== What the task asks ==
If a line of the material contains "silver", copy it.

=== Section Start ===

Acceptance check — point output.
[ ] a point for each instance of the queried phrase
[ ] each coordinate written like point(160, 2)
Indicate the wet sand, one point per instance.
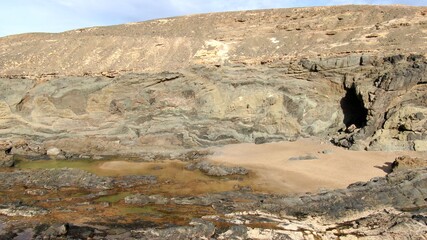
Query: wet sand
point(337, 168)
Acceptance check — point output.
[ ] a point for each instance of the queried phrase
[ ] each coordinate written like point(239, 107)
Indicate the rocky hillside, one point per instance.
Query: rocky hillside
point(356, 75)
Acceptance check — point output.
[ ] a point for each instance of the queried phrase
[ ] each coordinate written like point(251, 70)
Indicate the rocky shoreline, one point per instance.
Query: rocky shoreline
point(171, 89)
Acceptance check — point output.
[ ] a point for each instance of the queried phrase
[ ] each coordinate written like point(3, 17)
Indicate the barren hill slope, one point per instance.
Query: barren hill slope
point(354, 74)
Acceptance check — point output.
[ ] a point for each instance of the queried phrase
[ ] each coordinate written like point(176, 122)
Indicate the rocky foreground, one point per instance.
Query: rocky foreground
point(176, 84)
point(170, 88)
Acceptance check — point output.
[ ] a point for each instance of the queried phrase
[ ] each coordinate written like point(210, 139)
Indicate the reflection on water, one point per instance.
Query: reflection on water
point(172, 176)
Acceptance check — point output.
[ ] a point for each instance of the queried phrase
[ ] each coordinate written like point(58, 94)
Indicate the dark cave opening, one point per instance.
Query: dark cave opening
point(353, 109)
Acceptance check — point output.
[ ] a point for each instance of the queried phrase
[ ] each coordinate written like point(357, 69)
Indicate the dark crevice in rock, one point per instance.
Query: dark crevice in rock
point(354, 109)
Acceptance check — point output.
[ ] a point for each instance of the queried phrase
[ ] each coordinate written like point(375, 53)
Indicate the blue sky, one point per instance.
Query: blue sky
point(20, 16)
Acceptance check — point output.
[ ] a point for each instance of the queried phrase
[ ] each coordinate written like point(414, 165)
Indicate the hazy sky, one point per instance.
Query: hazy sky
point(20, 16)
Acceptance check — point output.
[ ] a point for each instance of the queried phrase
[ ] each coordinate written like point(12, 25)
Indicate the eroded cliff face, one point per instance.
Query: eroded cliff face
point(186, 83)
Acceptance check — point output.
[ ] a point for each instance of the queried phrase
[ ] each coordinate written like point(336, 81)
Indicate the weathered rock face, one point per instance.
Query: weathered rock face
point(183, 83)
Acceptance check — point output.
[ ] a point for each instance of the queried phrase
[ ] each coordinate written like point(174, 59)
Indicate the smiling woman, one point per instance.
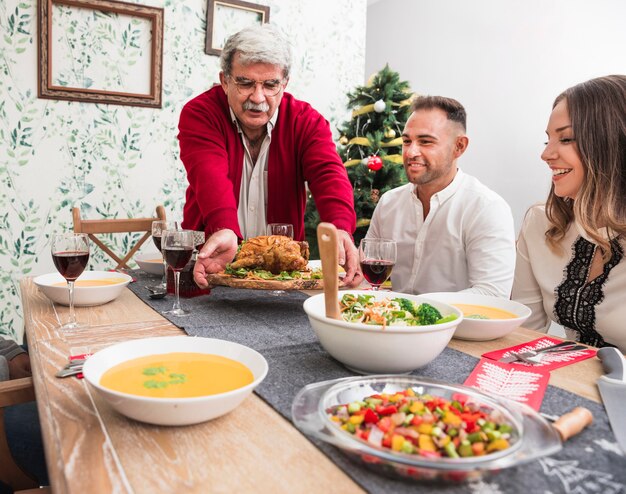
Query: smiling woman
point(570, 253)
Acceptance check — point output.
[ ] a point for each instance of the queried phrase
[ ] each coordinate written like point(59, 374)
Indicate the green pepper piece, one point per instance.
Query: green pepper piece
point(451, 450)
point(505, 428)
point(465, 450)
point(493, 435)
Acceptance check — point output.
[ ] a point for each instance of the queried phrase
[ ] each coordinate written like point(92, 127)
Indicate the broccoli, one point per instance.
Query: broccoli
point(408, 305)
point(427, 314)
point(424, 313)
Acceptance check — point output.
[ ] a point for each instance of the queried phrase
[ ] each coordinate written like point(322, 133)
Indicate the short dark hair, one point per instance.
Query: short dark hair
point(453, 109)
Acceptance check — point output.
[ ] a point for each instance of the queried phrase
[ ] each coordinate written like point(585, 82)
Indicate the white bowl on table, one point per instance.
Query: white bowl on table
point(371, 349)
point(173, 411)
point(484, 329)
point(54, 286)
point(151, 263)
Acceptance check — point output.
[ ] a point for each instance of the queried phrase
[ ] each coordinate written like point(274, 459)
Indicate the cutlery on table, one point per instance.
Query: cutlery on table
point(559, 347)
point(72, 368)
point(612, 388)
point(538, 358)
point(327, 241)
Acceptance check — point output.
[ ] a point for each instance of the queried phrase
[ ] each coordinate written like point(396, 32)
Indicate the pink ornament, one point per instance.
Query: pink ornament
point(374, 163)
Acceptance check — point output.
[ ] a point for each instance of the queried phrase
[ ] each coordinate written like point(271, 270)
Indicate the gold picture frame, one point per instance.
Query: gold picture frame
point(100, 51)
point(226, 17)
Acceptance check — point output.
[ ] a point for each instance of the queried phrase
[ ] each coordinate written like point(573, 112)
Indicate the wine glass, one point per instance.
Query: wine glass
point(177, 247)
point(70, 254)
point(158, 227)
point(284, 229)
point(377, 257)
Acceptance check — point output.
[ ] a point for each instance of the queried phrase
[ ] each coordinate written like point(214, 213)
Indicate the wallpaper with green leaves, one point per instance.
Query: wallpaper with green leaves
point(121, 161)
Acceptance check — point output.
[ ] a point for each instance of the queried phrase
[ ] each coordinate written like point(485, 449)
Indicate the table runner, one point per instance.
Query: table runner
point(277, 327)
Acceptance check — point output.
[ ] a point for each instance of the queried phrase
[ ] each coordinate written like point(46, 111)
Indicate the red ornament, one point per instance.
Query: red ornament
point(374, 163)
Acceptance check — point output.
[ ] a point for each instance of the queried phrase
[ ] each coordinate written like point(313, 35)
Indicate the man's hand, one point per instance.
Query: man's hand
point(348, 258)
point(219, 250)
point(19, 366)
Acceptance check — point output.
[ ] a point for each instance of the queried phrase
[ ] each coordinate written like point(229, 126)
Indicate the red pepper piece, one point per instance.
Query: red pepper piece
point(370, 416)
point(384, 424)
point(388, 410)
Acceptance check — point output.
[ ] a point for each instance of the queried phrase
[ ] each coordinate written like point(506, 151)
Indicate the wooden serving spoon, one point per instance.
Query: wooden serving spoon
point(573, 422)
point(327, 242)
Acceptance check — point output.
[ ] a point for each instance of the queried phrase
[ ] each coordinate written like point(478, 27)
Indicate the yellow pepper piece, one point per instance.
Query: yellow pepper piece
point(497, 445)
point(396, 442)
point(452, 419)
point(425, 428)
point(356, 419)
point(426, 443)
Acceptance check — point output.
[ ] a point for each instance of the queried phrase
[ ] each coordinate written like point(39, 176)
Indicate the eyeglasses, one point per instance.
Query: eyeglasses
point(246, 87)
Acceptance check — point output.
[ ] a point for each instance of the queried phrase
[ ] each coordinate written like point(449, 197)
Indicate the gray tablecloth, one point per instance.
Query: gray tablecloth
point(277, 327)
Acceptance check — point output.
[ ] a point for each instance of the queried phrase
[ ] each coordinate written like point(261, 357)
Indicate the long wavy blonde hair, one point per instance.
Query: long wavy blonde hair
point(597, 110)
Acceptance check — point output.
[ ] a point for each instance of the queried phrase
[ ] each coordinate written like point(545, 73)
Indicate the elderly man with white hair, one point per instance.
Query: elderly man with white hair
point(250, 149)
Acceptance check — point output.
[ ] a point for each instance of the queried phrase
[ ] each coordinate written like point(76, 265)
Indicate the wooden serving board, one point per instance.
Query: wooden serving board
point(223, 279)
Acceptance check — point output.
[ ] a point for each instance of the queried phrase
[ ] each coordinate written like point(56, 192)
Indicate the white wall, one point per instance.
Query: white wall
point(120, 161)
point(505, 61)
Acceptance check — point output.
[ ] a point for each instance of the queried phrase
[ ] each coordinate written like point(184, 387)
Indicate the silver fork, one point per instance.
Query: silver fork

=== Section End ===
=== Section Start ===

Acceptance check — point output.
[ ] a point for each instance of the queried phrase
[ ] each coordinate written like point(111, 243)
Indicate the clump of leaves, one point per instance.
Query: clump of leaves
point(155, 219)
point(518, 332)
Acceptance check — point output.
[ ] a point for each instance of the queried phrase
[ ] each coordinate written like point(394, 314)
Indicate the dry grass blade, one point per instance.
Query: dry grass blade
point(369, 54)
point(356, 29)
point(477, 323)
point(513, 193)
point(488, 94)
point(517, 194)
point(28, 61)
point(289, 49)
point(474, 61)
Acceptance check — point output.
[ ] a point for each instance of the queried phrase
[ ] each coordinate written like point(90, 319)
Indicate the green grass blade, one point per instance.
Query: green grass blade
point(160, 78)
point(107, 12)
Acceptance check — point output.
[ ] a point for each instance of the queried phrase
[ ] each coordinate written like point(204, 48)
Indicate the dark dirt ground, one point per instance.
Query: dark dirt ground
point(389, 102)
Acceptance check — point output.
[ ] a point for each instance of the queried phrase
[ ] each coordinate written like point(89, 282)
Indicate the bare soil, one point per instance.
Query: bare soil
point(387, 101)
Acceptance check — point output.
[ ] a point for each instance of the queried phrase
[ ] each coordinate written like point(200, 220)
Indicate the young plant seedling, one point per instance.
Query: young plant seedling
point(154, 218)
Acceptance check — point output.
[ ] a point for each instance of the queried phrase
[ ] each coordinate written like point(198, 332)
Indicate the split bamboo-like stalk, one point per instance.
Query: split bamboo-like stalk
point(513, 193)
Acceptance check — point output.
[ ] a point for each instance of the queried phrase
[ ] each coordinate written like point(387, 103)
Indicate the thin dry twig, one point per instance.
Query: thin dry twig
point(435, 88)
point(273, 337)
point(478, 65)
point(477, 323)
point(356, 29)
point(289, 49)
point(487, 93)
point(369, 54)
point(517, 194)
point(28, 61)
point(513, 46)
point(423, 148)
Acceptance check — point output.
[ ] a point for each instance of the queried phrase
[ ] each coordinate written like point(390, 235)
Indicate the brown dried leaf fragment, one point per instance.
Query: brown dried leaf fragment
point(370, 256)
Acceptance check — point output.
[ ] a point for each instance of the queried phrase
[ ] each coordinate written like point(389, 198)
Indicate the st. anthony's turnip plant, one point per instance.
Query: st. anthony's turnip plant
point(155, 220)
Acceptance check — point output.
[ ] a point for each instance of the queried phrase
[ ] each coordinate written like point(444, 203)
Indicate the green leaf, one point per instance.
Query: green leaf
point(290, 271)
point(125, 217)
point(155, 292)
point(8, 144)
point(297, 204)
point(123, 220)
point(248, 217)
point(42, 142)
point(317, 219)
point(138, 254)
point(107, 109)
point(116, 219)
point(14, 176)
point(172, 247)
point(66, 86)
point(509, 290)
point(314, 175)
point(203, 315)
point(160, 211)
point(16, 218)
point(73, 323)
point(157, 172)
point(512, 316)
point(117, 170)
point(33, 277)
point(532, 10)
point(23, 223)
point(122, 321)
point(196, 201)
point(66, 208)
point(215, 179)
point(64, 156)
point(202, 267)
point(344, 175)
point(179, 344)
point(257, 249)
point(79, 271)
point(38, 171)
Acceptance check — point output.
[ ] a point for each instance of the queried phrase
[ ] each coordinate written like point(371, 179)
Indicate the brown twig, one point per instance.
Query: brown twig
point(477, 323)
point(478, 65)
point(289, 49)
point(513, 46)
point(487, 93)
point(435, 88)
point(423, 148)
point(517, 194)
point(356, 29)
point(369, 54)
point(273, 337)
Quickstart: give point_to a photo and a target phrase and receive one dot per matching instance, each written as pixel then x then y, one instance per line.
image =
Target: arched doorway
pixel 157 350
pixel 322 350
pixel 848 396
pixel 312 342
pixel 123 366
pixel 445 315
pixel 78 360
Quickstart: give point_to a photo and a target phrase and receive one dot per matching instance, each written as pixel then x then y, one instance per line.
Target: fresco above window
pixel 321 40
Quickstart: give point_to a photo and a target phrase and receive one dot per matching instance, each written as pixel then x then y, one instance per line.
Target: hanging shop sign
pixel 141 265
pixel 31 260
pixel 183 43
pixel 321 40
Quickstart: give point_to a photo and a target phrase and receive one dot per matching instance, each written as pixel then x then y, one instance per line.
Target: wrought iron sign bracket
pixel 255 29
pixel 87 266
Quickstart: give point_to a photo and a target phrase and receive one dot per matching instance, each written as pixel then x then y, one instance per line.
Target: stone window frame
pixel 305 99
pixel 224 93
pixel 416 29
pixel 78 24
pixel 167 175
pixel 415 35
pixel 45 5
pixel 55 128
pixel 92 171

=== Section End ===

== Solution to this problem ==
Indicate the silver fork, one point per instance.
Query: silver fork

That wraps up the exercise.